TASK GOAL
Of the lines listed below, return exactly those that run from the line containing "Target: building facade" through the line containing "# test: mark the black boot, one", both included.

★ ★ ★ ★ ★

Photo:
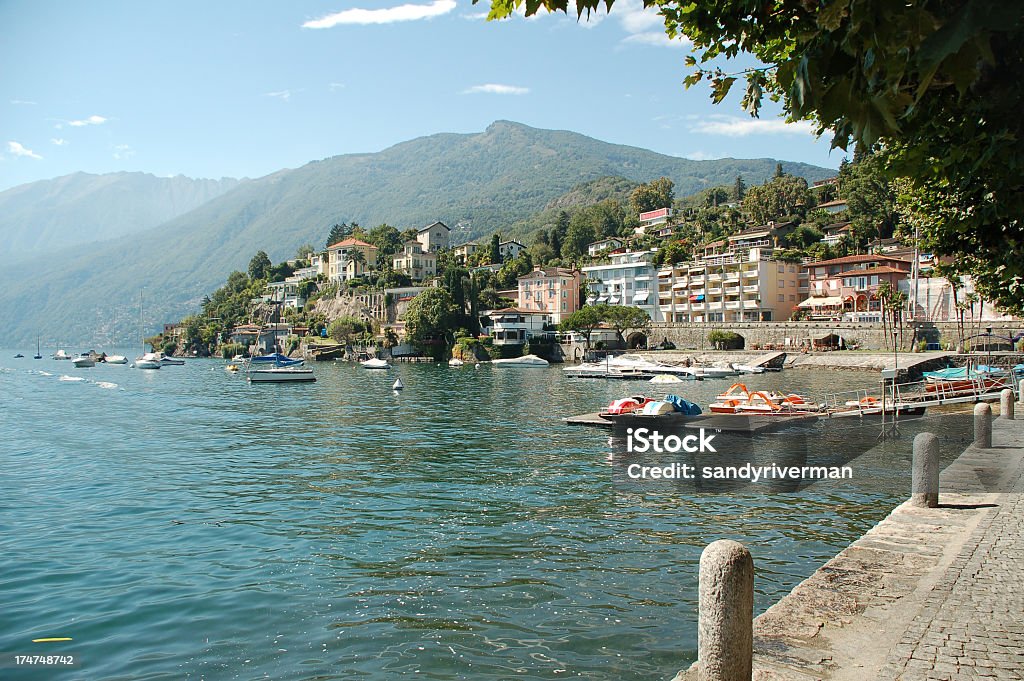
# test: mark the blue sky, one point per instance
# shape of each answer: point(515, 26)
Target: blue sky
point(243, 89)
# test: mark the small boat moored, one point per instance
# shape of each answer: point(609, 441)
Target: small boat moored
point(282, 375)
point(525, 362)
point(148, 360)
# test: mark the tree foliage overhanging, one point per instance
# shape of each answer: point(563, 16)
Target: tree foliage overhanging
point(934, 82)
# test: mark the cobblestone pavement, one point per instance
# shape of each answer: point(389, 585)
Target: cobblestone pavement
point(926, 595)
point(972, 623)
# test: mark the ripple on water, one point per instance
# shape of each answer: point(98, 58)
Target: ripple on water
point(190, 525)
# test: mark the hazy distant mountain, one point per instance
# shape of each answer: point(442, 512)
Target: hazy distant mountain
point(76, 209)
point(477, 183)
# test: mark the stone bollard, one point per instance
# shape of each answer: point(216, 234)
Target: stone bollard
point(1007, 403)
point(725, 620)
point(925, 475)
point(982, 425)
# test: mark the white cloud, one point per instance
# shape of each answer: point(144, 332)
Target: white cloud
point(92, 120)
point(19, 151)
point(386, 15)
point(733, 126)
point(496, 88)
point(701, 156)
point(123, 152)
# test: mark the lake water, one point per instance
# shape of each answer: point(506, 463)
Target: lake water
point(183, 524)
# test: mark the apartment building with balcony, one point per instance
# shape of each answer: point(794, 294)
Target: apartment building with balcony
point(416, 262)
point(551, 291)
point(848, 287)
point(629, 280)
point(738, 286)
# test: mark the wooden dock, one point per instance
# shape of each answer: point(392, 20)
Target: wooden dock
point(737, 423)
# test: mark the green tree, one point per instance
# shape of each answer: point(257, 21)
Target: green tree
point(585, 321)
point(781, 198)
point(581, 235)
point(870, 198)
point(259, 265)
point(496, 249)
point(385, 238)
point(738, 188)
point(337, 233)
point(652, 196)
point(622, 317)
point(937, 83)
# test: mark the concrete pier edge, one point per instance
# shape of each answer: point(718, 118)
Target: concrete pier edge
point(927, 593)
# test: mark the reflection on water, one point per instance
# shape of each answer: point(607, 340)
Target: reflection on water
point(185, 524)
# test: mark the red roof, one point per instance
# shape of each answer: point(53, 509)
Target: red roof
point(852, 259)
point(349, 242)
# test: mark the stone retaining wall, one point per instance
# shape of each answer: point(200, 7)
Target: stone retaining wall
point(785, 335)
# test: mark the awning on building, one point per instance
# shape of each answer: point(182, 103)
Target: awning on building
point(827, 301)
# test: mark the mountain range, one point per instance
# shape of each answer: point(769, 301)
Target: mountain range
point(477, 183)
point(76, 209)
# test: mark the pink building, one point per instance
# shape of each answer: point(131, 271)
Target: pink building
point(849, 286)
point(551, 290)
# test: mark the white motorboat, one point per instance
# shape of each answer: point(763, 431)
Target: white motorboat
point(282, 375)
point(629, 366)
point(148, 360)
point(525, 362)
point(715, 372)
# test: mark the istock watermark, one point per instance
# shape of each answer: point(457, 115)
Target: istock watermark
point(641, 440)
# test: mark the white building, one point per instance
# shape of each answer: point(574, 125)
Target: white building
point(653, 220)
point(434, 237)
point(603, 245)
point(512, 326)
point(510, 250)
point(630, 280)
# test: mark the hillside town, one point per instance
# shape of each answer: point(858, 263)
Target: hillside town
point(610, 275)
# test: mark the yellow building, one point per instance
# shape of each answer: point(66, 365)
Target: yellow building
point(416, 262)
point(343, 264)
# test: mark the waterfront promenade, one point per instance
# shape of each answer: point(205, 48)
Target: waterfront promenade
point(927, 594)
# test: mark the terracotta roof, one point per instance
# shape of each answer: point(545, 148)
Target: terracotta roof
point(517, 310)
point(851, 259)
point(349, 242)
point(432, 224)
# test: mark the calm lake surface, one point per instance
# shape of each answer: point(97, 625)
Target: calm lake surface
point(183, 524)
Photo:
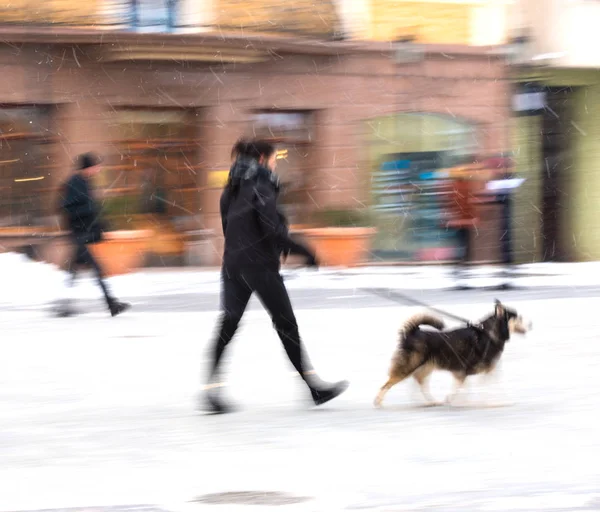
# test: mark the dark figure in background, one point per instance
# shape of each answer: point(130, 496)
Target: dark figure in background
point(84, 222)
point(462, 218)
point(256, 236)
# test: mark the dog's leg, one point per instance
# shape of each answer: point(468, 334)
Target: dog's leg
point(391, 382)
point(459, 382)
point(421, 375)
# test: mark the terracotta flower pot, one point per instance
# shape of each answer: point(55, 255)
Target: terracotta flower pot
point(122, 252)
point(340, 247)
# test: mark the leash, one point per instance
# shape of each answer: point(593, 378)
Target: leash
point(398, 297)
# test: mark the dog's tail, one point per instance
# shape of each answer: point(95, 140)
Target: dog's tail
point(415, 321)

★ ★ ★ ★ ★

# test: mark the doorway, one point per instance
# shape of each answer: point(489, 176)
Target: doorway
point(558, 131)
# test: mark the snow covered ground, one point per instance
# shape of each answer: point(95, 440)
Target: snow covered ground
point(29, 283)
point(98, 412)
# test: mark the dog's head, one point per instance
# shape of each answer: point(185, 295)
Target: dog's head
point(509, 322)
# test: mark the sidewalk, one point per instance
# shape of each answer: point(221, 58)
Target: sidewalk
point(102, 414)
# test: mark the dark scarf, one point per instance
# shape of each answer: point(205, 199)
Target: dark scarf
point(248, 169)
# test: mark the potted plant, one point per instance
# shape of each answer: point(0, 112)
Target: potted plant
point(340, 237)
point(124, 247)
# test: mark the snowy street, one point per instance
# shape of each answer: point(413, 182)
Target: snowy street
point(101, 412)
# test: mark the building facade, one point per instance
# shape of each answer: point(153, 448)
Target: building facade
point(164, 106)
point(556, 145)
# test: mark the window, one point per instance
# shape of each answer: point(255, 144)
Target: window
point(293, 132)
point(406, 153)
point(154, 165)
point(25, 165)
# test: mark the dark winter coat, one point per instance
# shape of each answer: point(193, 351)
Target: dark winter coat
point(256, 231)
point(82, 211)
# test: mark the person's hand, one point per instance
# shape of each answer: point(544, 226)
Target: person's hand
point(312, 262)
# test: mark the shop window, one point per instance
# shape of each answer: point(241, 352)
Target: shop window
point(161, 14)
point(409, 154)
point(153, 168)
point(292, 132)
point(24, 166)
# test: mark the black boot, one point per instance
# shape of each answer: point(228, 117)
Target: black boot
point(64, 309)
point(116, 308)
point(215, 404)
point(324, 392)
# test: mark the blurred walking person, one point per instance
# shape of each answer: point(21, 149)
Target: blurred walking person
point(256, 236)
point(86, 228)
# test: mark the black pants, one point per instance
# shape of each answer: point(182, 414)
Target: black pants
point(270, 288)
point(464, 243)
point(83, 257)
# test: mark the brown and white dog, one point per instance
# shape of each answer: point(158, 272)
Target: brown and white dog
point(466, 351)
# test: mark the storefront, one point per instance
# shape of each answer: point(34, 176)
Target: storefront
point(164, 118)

★ ★ ★ ★ ★

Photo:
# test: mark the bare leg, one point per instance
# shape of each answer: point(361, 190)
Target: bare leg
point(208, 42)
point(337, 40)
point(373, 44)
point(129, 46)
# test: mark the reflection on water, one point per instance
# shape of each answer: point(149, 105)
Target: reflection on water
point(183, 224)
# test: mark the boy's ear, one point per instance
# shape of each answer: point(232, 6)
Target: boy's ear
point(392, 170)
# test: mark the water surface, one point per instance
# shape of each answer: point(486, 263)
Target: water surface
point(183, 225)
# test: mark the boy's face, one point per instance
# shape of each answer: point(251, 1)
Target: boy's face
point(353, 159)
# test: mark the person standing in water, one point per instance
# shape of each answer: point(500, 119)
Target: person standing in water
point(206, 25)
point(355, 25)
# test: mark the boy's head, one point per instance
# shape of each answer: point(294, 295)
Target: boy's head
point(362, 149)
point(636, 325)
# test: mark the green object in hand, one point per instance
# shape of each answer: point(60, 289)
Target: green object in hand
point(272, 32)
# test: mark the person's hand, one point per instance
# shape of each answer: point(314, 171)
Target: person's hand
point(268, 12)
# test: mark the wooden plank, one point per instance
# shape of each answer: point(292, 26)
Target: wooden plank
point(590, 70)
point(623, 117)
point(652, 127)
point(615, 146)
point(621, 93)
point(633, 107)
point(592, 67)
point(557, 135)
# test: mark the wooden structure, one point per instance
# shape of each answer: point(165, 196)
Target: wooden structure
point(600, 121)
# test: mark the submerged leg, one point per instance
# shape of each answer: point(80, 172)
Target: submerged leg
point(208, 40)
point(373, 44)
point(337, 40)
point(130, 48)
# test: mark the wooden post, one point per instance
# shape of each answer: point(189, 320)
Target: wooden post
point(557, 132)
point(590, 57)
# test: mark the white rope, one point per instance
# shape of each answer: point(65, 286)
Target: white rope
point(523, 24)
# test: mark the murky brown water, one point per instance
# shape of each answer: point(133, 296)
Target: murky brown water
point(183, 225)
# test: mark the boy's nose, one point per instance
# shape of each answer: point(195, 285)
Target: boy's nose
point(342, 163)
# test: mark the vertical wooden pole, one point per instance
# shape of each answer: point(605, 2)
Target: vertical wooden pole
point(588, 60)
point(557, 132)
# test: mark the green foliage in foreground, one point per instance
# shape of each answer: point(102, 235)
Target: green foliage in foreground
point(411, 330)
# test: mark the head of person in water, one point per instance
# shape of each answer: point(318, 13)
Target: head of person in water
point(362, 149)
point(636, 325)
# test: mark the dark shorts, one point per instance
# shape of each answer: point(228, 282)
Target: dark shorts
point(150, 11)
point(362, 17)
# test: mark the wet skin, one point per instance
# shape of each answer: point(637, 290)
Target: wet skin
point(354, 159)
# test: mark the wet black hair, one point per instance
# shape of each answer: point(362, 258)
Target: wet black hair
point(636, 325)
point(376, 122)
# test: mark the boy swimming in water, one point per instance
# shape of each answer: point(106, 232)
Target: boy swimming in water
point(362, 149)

★ ★ ★ ★ ★

WRITTEN ANSWER
Target: building facade
point(164, 106)
point(556, 145)
# test: mark the window, one point per instance
# shape of each answer: point(255, 144)
Target: window
point(293, 132)
point(406, 153)
point(154, 165)
point(25, 165)
# test: mark the dark winter coat, one point per instance
# shape of each answer: point(193, 351)
Target: dark winter coat
point(256, 231)
point(82, 211)
# test: mark the person's hand, one point per instance
# shape of each answer: point(544, 226)
Target: person's hand
point(312, 262)
# test: mark the shop window, one point per instance
# shape of each answer: point(241, 352)
Target: shop window
point(161, 14)
point(409, 154)
point(153, 168)
point(292, 132)
point(24, 166)
# test: mark the black boot, one point per instance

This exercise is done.